[START OF THE INPUT]

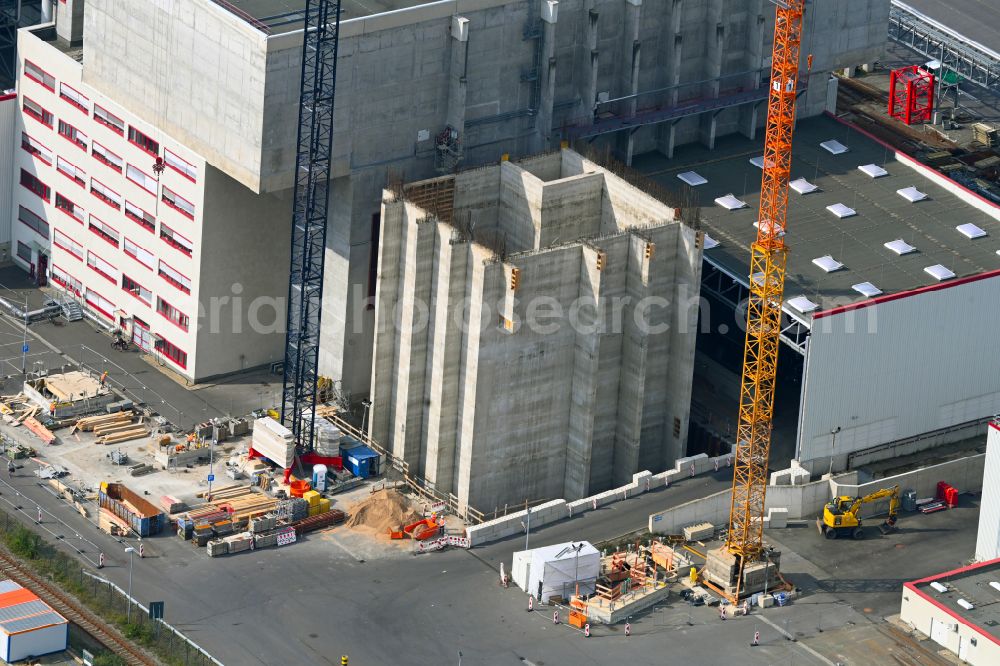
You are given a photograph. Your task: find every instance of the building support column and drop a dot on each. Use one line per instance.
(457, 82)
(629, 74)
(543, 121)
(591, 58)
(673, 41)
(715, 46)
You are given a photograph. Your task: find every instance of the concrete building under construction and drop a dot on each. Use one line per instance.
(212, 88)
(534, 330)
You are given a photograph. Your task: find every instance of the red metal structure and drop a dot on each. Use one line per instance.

[END OF THE INPUT]

WHAT THE TASK ASKS
Add 98 to every coordinate in the answer points above, then rewrite all of the material line by line, including the instruction text and not only the answers. Leave the pictures out of your answer.

SOLUTION TO THIS EXERCISE
You are given a photograph. Your task: find every instance of the building support column and drop a dot on each. Use one line per instance.
(555, 180)
(727, 172)
(641, 219)
(689, 156)
(771, 139)
(813, 144)
You are given a photograph. Your task: find every instance of the concrete building under construction and drop a dot on each. Use one line per instance.
(310, 186)
(632, 428)
You are given a photograph. Your task: find every instance of the red metal structure and drop a dot on each. Use one line per instance.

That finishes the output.